» **EXERCISE TASKS**:
1. Decide whether each statement (a), (b) and (c) agrees with the poll commentary. Answer yes or no, and quote the words of the commentary that decide it.
(a) In the Times/Siena poll, Quinn trails Thompson.
(b) When the Times/Siena poll was released in early August, Quinn was leading the race.
(c) Quinnipiac showed Thompson leading with black voters.
2. Use the poll commentary to answer the questions below.
(a) Which pollster is quoted about the AM New York/News 12 poll?
(b) By how many points has de Blasio risen in the Times/Siena poll since it was last taken?
(c) Under what percentage must de Blasio be held for Quinn's hope of a runoff?
3. In the poll commentary, rewrite the paragraph beginning "Mr. de Blasio, who has brought his African-American wife" as a short list that keeps its main facts.
═════ EXERCISE TEXT
Now the Times/Siena poll has de Blasio at 32%, Thompson at 18%, Quinn at 17%
And an AM New York/News 12 poll finds de Blaiso leading with 29%, Thompson in second at 24%, Quinn in third with 17%.
With 11 days to go, here is how the AM New York/News 12 pollster sees the race:
"It's a momentum game," pollster Mike Berland said. "Clearly, de Blasio has momentum up, Quinn has momentum down and Thompson just hangs in there."
The Times/Siena poll is significant because that had been very much "Quinn's poll."
The last time that poll was released in early August, she was leading the race with 25%, Thompson had 16%, de Blasio was in third with 14%.
Quinn has lost eight points in that poll, Thompson has picked up just two points since the first week of August.
De Blasio is up 18 points since the last time that poll was taken (August 2-7).
With just 11 days to go, it becomes very difficult for Quinn to turn this slide around.
Her only hope is to beat out Thompson for second place, hope de Blasio is held under 40% and work it as hard as she can in a runoff.
As for Thompson, only the AM New York/News 12 poll shows him in any striking distance to de Blasio.
In the rest, he's as big an also-ran as Quinn.
The problem seems to be that many black voters are not all that enamored of him:
Mr. de Blasio, who has brought his African-American wife to campaign stops and featured their biracial son in his television commercials, has managed to pull off an unusual feat: winning slightly more support from black voters than the sole black candidate in the race, Mr. Thompson, although the gap is within the poll’s margin of sampling error.
Quinnipiac also showed de Blasio leading with black voters.
Thompson has been arrogant throughout the campaign when it came to black voter supporter.
He has assumed that because he is the only black candidate in the race, black voters will naturally vote for him on Primary Day.
Polls since July have disabused him of that arrogance.
His stance on stop-and-frisk - he was for the policy before he was against it - has been toxic to him, which is why he has tried to aggressively turn the page on his waffling on the issue and say he is forcefully against it.
That change in heart has not worked with many black voters, however - they're not buying him on it.
Meanwhile de Blaiso has been aggressive in his criticism of the policy and has been helped with his ads showing his biracial family.
If Thompson cannot win a bigger proportion of black voters, he is in trouble.
Like Quinn, he has to hope he can come in second in the race in 11 days, hope de Blasio is under 40% and then work it hard in the runoff.
We'll see how this goes - 11 days is an eternity and the plutocrats in this city seem to be very, very upset that de Blasio is in the lead.
We'll have to see what they do over that.
══════════
═════ STUDY MATERIAL
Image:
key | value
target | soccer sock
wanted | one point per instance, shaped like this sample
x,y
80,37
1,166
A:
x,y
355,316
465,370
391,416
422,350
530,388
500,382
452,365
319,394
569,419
══════════
═════ STUDY MATERIAL
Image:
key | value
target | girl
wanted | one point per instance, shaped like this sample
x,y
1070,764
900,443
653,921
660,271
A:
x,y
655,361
══════════
═════ STUDY MATERIAL
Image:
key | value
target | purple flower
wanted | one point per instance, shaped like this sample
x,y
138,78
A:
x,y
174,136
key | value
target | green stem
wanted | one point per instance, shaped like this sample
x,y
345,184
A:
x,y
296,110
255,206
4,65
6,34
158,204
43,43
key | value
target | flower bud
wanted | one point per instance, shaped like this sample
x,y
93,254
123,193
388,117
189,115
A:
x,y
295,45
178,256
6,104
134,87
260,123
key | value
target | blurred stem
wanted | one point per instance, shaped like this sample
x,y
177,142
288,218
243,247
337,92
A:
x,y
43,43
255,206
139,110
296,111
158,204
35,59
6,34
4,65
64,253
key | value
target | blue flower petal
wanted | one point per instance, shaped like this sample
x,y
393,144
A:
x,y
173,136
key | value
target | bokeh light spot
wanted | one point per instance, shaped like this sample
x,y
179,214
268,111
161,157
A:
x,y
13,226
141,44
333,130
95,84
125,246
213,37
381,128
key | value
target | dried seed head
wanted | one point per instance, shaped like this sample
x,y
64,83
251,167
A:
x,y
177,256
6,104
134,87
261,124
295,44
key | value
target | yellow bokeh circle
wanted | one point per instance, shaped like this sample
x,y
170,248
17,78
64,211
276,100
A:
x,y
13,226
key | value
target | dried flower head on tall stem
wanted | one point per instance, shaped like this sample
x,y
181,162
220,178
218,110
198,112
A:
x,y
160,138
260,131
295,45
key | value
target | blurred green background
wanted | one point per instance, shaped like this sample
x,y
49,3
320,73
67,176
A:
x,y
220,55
══════════
» **ANSWERS TO EACH TASK**:
1.
(a) Yes: "Thompson at 18%, Quinn at 17%"
(b) Yes: "she was leading the race with 25%"
(c) No: "Quinnipiac also showed de Blasio leading with black voters."

2.
(a) Mike Berland
(b) 18 points
(c) 40%

3.
- De Blasio has brought his African-American wife to campaign stops.
- He has featured their biracial son in his television commercials.
- He has won slightly more support from black voters than Thompson, the sole black candidate in the race.
- The gap is within the poll's margin of sampling error.